### Assignment
Return exactly the span that opens with the line containing "carpet floor in the photograph above." and closes with the final line of the records, both included.

Items listed in a dataset
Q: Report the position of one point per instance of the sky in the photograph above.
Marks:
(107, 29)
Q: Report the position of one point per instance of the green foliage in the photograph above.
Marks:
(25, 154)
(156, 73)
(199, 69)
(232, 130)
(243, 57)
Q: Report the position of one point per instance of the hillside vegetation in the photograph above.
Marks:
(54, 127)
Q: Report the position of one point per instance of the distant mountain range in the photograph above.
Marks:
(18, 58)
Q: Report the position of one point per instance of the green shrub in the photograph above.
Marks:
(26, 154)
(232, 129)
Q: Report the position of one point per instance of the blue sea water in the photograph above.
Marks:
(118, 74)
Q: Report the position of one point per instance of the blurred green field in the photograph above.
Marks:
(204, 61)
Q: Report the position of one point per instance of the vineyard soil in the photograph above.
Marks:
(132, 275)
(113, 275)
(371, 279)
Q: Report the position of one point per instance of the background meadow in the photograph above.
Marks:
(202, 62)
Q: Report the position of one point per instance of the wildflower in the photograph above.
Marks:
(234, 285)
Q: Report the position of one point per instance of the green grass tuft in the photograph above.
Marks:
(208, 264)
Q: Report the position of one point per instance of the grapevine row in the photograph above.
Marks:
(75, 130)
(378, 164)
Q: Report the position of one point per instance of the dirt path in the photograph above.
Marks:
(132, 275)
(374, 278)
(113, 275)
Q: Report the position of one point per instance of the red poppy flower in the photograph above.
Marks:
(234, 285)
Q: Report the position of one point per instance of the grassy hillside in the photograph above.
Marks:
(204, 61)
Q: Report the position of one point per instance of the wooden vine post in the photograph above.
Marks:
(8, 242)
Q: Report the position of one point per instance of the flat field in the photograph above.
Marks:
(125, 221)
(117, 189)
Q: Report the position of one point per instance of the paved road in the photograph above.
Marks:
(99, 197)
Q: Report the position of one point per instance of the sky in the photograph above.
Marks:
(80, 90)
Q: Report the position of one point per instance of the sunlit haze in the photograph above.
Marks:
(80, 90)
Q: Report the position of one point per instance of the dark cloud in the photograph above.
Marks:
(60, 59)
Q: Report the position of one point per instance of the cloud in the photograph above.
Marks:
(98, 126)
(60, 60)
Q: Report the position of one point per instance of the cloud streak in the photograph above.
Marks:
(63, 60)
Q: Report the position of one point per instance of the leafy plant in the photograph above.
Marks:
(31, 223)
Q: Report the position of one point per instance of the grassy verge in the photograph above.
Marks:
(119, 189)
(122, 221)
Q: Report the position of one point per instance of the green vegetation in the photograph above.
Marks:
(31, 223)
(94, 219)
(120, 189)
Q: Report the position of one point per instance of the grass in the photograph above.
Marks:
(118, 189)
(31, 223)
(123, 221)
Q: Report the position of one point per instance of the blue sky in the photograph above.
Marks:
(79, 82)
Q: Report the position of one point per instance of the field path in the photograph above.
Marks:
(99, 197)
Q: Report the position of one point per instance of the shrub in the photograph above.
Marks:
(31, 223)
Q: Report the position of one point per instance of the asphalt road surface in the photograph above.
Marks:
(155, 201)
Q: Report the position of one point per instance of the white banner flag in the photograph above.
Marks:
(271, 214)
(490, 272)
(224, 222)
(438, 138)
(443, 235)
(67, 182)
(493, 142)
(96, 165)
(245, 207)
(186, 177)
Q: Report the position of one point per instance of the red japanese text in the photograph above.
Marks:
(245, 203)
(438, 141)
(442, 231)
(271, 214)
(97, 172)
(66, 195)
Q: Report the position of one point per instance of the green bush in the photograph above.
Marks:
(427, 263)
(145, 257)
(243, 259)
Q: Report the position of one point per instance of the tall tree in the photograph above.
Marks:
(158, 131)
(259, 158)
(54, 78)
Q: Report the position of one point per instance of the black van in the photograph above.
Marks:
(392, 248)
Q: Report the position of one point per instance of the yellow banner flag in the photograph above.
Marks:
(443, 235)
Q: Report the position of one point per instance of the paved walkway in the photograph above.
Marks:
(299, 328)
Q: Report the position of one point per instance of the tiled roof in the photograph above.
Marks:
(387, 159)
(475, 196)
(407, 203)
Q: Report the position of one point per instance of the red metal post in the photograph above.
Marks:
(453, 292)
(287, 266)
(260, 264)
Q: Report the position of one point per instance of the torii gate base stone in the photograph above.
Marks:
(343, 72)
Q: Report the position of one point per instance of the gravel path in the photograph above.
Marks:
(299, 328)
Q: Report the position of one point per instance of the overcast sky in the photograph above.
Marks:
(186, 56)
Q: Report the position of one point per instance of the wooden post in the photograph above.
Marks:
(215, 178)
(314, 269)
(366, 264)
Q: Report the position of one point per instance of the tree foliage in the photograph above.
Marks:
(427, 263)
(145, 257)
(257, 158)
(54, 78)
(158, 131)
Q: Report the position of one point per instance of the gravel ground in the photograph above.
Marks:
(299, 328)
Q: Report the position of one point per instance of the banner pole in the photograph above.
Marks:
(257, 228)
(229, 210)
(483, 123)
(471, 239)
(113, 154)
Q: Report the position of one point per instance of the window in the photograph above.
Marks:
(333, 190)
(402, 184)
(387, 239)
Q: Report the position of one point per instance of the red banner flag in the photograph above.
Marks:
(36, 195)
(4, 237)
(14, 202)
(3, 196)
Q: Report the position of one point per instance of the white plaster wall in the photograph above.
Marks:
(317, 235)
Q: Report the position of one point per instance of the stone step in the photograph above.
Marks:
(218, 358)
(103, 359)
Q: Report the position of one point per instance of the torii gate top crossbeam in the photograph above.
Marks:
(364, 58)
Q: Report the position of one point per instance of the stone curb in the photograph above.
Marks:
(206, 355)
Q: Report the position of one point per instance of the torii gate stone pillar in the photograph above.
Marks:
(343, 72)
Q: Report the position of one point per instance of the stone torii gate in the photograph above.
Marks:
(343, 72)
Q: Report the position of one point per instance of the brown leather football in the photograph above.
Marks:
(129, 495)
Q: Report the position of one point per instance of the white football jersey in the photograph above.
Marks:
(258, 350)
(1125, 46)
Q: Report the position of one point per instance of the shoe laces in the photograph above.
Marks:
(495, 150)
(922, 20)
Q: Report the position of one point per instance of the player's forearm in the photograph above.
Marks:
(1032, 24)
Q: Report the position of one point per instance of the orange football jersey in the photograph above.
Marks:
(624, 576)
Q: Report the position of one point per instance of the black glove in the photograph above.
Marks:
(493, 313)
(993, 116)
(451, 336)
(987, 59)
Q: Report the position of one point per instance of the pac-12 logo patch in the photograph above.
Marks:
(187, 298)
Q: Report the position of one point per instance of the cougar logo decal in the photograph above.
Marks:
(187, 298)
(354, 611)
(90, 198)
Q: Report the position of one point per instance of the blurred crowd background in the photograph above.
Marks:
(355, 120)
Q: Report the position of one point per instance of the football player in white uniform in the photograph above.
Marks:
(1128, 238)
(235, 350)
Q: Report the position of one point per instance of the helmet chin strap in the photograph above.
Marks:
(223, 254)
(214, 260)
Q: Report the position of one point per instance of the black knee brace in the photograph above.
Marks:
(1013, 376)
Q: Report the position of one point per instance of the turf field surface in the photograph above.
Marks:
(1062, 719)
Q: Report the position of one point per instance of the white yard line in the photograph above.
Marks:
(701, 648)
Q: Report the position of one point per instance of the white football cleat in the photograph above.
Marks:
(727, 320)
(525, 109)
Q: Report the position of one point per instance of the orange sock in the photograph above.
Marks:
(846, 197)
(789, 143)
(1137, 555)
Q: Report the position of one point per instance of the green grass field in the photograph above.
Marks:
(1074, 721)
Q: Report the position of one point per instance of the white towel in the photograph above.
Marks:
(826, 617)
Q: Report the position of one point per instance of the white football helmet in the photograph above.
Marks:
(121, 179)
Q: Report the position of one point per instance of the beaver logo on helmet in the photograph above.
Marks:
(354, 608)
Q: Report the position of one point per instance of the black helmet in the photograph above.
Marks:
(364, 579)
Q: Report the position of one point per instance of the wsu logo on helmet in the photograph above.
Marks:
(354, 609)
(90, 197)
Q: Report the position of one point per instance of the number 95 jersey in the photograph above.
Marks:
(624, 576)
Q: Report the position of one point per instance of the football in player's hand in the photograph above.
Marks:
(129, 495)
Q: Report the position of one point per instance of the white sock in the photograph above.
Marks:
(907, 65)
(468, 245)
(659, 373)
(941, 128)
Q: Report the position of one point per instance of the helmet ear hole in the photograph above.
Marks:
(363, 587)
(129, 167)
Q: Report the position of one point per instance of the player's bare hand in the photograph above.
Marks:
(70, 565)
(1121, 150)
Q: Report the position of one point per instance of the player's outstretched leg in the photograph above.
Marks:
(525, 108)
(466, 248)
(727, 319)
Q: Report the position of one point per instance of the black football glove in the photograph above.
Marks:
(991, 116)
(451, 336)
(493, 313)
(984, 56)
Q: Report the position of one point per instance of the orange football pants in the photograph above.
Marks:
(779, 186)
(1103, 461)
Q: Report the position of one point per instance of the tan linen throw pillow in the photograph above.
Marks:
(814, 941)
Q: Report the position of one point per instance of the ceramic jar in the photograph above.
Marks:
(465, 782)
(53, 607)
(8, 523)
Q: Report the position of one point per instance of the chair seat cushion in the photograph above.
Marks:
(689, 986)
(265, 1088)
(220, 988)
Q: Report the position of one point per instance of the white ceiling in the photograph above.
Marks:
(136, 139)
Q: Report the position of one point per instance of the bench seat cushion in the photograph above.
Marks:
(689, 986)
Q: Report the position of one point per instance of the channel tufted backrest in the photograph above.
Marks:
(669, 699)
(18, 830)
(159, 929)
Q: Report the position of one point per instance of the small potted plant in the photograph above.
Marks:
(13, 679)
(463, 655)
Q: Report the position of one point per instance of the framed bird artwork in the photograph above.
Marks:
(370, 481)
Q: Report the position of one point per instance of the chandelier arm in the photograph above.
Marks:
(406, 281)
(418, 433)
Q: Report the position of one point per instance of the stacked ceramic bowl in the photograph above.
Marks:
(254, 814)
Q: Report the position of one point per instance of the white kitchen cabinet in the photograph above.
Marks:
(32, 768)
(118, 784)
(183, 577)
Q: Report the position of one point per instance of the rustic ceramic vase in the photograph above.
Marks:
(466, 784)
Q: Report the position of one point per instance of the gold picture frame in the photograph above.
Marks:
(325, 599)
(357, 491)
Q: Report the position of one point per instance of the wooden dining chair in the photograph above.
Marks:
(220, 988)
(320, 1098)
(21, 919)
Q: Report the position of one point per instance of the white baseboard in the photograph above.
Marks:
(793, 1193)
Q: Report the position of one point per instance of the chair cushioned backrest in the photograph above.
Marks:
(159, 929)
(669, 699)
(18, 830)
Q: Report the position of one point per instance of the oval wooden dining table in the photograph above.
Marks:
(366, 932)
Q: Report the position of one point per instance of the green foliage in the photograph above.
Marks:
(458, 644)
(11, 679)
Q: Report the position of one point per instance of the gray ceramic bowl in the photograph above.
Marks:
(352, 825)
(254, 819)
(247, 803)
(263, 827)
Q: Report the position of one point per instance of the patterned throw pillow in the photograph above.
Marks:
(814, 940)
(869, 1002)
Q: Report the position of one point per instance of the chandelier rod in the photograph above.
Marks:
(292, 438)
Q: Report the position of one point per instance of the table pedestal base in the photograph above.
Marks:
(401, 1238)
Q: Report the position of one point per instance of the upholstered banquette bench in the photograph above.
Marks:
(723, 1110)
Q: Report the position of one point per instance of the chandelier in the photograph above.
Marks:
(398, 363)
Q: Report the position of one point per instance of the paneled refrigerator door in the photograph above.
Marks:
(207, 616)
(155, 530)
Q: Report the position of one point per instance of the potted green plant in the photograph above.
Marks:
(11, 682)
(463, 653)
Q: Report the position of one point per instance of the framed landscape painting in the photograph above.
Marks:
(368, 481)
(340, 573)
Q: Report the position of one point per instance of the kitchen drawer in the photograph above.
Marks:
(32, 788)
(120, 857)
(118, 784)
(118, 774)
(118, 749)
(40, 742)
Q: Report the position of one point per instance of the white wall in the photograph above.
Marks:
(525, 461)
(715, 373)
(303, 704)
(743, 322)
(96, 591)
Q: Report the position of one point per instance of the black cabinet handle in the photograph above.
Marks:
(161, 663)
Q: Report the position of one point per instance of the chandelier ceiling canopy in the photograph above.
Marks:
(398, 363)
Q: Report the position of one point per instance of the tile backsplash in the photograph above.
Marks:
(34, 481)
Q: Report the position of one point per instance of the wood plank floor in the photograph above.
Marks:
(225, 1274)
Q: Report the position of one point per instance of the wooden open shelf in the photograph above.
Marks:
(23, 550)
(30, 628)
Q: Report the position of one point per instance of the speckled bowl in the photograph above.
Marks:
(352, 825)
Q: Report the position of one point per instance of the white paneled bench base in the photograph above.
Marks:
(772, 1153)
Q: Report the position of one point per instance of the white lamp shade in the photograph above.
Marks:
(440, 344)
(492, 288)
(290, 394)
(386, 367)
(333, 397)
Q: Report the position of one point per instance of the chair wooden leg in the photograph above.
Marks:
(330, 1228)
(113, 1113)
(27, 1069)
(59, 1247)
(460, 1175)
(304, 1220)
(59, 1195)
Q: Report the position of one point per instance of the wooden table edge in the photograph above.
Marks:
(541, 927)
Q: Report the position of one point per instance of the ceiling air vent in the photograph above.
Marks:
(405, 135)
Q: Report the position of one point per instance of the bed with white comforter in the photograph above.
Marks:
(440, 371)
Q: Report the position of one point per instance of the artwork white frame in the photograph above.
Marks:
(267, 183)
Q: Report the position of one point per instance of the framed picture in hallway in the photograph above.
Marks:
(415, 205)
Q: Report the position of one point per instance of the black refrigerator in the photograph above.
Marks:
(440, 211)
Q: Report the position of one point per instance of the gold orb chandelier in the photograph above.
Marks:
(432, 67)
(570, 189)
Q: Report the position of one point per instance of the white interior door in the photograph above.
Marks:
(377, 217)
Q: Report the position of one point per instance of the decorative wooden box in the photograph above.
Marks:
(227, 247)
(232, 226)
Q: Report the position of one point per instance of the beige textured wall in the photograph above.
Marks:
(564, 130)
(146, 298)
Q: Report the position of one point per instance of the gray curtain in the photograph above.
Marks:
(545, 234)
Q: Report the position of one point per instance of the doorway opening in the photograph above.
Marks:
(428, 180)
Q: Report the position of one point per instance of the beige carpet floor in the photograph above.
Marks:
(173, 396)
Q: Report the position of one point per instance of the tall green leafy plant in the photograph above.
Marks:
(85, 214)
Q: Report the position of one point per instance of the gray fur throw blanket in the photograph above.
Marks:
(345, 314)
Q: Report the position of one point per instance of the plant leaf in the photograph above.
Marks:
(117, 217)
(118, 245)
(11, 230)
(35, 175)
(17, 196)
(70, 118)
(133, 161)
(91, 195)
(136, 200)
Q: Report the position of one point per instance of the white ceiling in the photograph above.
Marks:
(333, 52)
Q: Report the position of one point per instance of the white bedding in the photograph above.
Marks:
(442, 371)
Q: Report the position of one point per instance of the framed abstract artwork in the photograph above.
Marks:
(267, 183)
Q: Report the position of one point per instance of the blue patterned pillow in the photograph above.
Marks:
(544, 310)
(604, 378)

### Answer below
Q: Report the position of one point per instance of the beige carpet floor in the photograph above.
Marks:
(173, 396)
Q: Report the position of one point per instance of the tall green leafy plant in the photograph above.
Marks:
(85, 214)
Q: Report the position of one point per instance of the gray fur throw blanket in the photograph above.
Marks:
(345, 314)
Q: Report the position of one point per instance of the plant leaf in the photograph above.
Marks:
(117, 217)
(118, 245)
(11, 230)
(35, 175)
(17, 196)
(70, 118)
(133, 161)
(91, 195)
(136, 200)
Q: Report the position of one point per instance of the white ceiling in the photograph above.
Marks:
(333, 52)
Q: Report the position of one point per instance of the white bedding in the photograph above.
Marks:
(442, 371)
Q: Report the position of one point per instance of the framed abstract artwork in the photograph above.
Marks:
(267, 183)
Q: Report the position of one point per instance of the blue patterned pillow in the photograph above.
Marks:
(544, 310)
(604, 378)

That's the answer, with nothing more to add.